Goal of the exercise: All of the data is to be copied word for word.

Extracted records:
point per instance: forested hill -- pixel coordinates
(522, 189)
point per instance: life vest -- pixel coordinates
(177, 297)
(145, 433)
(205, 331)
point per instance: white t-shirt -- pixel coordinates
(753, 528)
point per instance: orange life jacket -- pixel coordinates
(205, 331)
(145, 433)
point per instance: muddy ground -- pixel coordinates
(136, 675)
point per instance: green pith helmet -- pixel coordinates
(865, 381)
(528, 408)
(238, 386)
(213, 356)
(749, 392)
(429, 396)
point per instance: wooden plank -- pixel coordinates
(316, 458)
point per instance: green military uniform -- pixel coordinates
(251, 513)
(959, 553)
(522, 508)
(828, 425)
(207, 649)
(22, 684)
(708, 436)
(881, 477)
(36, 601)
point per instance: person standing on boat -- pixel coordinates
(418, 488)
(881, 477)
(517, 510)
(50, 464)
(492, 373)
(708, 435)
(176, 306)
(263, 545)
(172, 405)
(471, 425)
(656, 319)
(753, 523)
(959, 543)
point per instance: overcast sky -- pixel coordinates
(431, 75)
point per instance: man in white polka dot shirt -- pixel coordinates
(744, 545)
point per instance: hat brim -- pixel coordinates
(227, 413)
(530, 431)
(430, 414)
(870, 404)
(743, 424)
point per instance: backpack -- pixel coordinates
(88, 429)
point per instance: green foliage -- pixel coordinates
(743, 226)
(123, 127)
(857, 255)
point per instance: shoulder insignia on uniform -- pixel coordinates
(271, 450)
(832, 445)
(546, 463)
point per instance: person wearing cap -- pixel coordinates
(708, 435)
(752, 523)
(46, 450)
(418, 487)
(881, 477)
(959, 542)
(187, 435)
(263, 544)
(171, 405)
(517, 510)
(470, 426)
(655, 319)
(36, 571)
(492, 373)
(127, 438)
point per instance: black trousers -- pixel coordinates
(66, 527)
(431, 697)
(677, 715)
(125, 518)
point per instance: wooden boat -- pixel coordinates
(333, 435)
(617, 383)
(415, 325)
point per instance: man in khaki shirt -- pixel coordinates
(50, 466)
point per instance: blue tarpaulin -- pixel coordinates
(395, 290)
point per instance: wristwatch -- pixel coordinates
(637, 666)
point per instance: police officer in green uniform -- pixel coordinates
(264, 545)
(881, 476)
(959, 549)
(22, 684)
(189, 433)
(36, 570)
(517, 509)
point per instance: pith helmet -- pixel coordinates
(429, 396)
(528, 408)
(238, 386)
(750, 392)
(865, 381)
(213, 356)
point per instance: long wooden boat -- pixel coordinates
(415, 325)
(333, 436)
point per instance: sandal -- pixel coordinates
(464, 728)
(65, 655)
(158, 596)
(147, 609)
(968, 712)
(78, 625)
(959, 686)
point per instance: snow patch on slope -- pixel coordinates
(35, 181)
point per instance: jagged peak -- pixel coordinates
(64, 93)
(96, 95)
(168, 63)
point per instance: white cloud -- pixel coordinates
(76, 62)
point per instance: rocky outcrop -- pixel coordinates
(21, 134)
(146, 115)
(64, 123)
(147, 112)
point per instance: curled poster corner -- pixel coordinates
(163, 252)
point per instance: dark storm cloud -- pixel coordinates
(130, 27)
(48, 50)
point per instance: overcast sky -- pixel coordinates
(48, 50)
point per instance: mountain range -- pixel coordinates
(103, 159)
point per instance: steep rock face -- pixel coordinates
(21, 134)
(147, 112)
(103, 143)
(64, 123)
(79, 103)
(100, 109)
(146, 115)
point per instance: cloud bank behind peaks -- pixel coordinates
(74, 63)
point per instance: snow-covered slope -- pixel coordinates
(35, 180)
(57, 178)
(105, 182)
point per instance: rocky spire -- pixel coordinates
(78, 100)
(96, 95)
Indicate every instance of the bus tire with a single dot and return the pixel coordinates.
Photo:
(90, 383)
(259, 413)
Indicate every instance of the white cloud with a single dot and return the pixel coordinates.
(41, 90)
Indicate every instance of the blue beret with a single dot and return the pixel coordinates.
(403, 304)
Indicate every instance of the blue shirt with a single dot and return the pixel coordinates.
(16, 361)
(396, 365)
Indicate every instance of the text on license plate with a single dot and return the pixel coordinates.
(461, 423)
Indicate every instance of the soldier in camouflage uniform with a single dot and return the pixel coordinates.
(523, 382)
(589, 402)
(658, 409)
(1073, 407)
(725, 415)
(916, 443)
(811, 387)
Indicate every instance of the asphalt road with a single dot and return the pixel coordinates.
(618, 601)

Solution to this task:
point per instance: forested hill -- pixel coordinates
(522, 189)
point per instance: life vest -- pixel coordinates
(177, 297)
(145, 433)
(205, 331)
point per instance: white t-shirt -- pixel coordinates
(753, 528)
point per instance: orange life jacket -- pixel coordinates
(205, 331)
(145, 433)
point per instance: muddy ground -- pixel coordinates
(136, 675)
point per instance: green pith helmet -- pixel coordinates
(865, 381)
(528, 408)
(238, 386)
(213, 356)
(749, 392)
(429, 396)
point per instance: wooden plank -- pixel coordinates
(316, 458)
point per instance: green military uniform -- pixel coordinates
(251, 513)
(959, 553)
(522, 508)
(828, 425)
(207, 649)
(22, 684)
(708, 436)
(881, 477)
(36, 601)
point per instance: person standing on boat -- pixel coordinates
(418, 488)
(881, 477)
(517, 510)
(50, 464)
(492, 373)
(708, 435)
(176, 306)
(263, 545)
(172, 405)
(471, 425)
(656, 319)
(753, 523)
(959, 543)
point per instance: overcast sky -- pixel coordinates
(431, 75)
point per instance: man in white polka dot shirt -- pixel coordinates
(744, 545)
point per instance: hat brim -- pixel coordinates
(227, 413)
(530, 431)
(430, 414)
(870, 404)
(743, 424)
point per instance: backpack -- pixel coordinates
(88, 429)
point per instance: green foliage -- pixel coordinates
(743, 226)
(123, 127)
(857, 255)
point per instance: shoulder insignia on uniform -- pixel coordinates
(271, 450)
(832, 445)
(546, 463)
point per instance: person wearing cap -- pixel coordinates
(708, 435)
(752, 523)
(46, 450)
(418, 487)
(881, 477)
(959, 542)
(187, 435)
(263, 544)
(171, 405)
(517, 510)
(470, 426)
(655, 319)
(36, 571)
(492, 373)
(127, 438)
point per instance: black trousers -- pixel coordinates
(66, 527)
(431, 697)
(677, 715)
(125, 518)
point per instance: wooden boat -- pixel coordinates
(333, 435)
(617, 383)
(415, 325)
point per instance: man in khaki shirt -- pixel coordinates
(50, 466)
point per instance: blue tarpaulin -- pixel coordinates
(395, 290)
point per instance: wristwatch -- pixel coordinates
(637, 666)
point per instance: police officer in green uniform -- pixel coordinates
(264, 545)
(881, 476)
(959, 549)
(22, 684)
(189, 433)
(36, 570)
(517, 509)
point per instance: pith helmet -- pixel coordinates
(429, 396)
(528, 408)
(238, 386)
(750, 392)
(865, 381)
(213, 356)
point per instance: long wooden boat -- pixel coordinates
(415, 325)
(333, 436)
point per instance: sandal -- pixel coordinates
(464, 728)
(65, 655)
(158, 596)
(147, 609)
(968, 712)
(78, 625)
(959, 686)
point per instance: snow patch on slope -- pixel coordinates
(35, 181)
point per instance: jagged peak -- pixel coordinates
(64, 93)
(96, 95)
(168, 63)
point per instance: white cloud -- pixel coordinates
(76, 62)
point per instance: rocky outcrop -- pixel coordinates
(21, 134)
(146, 115)
(64, 123)
(147, 112)
point per instance: curled poster corner -- pixel coordinates
(163, 252)
point per instance: dark storm cloud -- pixel coordinates
(130, 27)
(48, 50)
point per instance: overcast sky -- pixel coordinates
(48, 50)
point per instance: mountain range -- pixel coordinates
(103, 159)
point per instance: steep rock face -- pixel coordinates
(21, 134)
(147, 112)
(103, 143)
(64, 123)
(79, 103)
(100, 109)
(146, 115)
point per instance: cloud bank behind peaks -- pixel coordinates
(74, 63)
point per instance: snow-covered slope -- pixel coordinates
(35, 180)
(57, 178)
(105, 182)
point per instance: rocky spire -- pixel coordinates
(78, 100)
(96, 95)
Indicate every instance of the bus tire with a single dot and return the pixel coordinates.
Photo:
(90, 383)
(259, 413)
Indicate every instance of the white cloud with a single dot and return the pixel coordinates.
(41, 90)
Indicate every instance of the blue beret with a single dot and return the pixel coordinates.
(403, 304)
Indicate every instance of the blue shirt with a single dot and return the pixel coordinates.
(16, 361)
(396, 365)
Indicate every instance of the text on license plate with a single dot and return the pixel coordinates.
(461, 423)
Indicate every instance of the soldier in camouflage uniform with a single dot and return the pixel coordinates.
(523, 382)
(589, 402)
(658, 409)
(1073, 407)
(725, 415)
(916, 443)
(811, 387)
Indicate every instance of the asphalt road with a single dot and return the pixel coordinates.
(618, 601)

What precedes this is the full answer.